▼

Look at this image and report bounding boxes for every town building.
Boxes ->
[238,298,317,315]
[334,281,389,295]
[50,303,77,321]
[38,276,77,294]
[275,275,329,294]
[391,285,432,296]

▲

WHAT TO WORK ON:
Every entry is to be restated word for word.

TASK ANSWER:
Look at this image and report bounding boxes for every town building.
Boxes ->
[238,298,317,315]
[334,281,389,295]
[50,303,77,321]
[38,276,77,294]
[275,275,329,294]
[391,285,432,296]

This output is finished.